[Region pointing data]

::::::::

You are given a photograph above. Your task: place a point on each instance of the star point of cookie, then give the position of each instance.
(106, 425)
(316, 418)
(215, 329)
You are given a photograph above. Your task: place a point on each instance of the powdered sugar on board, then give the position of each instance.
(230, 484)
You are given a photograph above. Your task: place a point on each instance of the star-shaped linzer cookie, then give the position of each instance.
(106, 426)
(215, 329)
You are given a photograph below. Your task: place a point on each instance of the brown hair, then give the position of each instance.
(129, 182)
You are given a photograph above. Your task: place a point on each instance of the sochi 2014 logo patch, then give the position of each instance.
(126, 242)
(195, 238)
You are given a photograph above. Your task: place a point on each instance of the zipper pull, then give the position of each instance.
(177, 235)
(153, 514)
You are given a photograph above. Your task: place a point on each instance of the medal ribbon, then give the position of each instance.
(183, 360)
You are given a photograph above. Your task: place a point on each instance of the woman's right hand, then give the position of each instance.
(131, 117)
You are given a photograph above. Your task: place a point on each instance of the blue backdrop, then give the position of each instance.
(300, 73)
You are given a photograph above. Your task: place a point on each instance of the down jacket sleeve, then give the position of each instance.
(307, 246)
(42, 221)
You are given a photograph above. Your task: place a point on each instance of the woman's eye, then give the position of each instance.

::::::::

TASK DESCRIPTION – The data must be transcribed in full. Every word stays the same.

TASK ANSWER –
You are given a photograph above. Your task: place a point on each instance of the star point of cookie, then give the position of each instance.
(106, 425)
(316, 418)
(215, 329)
You are given a photograph above. Your task: place a point on each instance of the powdered sugar on board, then give the position of each instance.
(230, 484)
You are given a photograph above. Your task: place a point on each instance of the star-shaped linzer cookie, then give the position of each instance.
(106, 426)
(215, 329)
You are given a photograph below. Your task: place a point on each instance of the brown hair, then give the position of each instance.
(129, 182)
You are given a photograph above. Your task: place a point on each instance of the sochi 2014 logo patch, then give the position of each instance.
(126, 242)
(195, 238)
You are given a photograph above. Your task: place a point on each instance of the zipper pull, then give the position of each instance.
(177, 235)
(153, 514)
You are given a photograph above. Your task: place a point on each instance of the medal ribbon, then give the position of each instance.
(183, 360)
You are given a photograph above. Your task: place a point on each instance of the woman's right hand, then give the position of each instance.
(131, 117)
You are given a photograph above. Your task: place a point on each instance of the blue backdrop, then give the position of each instance.
(300, 73)
You are given a photograph above. Your task: place a point on each instance of the down jacket sleeve, then give the position of each instance.
(307, 246)
(42, 221)
You are given a photograph above. Your task: place a point on each instance of the woman's eye, then give the position of each instance.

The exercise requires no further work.